====== Supplied passage ======

Another way to describe a basis is that it is a minimal set of generators for a specific space, whether is be a matrix, \(A\), or \(\!R^n\)

## Chapter 5 - Eigenvalues, Eigenvectors, and Diagonalization

This section explores different representations of matrices which are **diagonalizable**. We first need to explore **eigenvalues** and **eigenvectors** before we can understand how to diagonalize a matrix.

**Definition**: Let T be a linear operator on \(\!R^n\). A nonzero vector, v, in \(\!R^n\) is called an **eigenvector** of T is \(T(v)\) is a multiple of \(v\). That is, \(Tv = \lambda v\) for some scalar \(\lambda\). The scalar value \(\lambda\) is called the eigenvalue of \(T\) which corresponds to \(v\)

In other words, v is an **eigenvector** if it satisfies the equation \(Av=\lambda v\). Where \(\lambda\) is a scalar value called an **eigenvalue** of the matrix \(A\) which corresponds to \(v\)

**How to determine if a vector is an eigenvector of a matrix**

Given \(v = \begin{bmatrix} 1 \\ -1 \\ 1 \\ \end{bmatrix}\) and \(A = \begin{bmatrix} 5 & 2 & 1 \\ -2 & 1 & -1 \\ 2 & 2 & 4 \\ \end{bmatrix}\)

How do we tell if \(v\) is an eigenvector of A?

We can simply do the multiplication \(Av\) first, to find the resultant vector

\[Av = \begin{bmatrix} 4 \\ -4 \\ 4 \\ \end{bmatrix}\]We can see from this result that we can factor out a 4 from the resultant matrix

That is \(Av = \begin{bmatrix} 4 \\ -4 \\ 4 \\ \end{bmatrix} = 4\begin{bmatrix} 1 \\ -1 \\ 1 \\ \end{bmatrix}\)

====== Record set ======

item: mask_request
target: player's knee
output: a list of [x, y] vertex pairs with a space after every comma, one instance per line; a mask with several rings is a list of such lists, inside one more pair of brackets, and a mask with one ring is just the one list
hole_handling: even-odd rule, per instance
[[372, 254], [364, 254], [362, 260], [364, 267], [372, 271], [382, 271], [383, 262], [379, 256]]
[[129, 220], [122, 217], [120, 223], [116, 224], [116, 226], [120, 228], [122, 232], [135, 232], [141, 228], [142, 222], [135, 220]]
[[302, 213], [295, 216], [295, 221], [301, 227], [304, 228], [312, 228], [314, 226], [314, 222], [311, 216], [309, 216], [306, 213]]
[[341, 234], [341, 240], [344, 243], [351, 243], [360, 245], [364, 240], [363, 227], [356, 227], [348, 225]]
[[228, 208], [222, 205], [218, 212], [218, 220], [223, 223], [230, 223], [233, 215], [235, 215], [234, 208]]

======

Exercise set.
A – In the passage on eigenvectors, shorten the paragraph beginning "This section explores different representations" to a single sentence that keeps its main facts.
B – Extend the passage on eigenvectors, not the data, from the point where it stops.

Results in order.
A – The section covers diagonalizable matrices, and explains eigenvalues and eigenvectors first, because they are needed to understand how to diagonalize a matrix.

B –
We see the remaining matrix is actually \(v\), so then we determine that \(v\) **is indeed an eigenvector**. Also note that this eigenvector corresponds to the **eigenvalue**, 4

**Finding the Eigenvectors of a Matrix**

We can find the eigenvalues for a given matrix by the following:

- \[Av = \lambda v\]
- \[Av - \lambda v = 0\]
- \[Av - \lambda I_nv = 0\]
- \[(A - \lambda I_n)v = 0\]

\[(A - \lambda I_n)v = 0\]

From (4) we can find the eigenvectors of a matrix by simply solving that equation for any eigenvalue, \(\lambda\), and all of the solutions from that equation will be the result of that solution

**Finding the Eigenvalues of a Matrix**

So then how can we just find the eigenvalues of a matrix?

We can find the **characteristic equation** of the matrix to get the eigenvalues which correspond to it. The equation for the matrix is simply the solutions for \(t\) of:

\[det(A - tI_n) = 0\]

Sometimes the **characteristic equation** is also referred to as the **characteristic polynomial**

For example, let’s find the eigenvalues of \(A = \begin{bmatrix} -4 & -3 \\ 3 & 6 \\ \end{bmatrix}\)

Given the equation \(det(A - tI_n) = 0\)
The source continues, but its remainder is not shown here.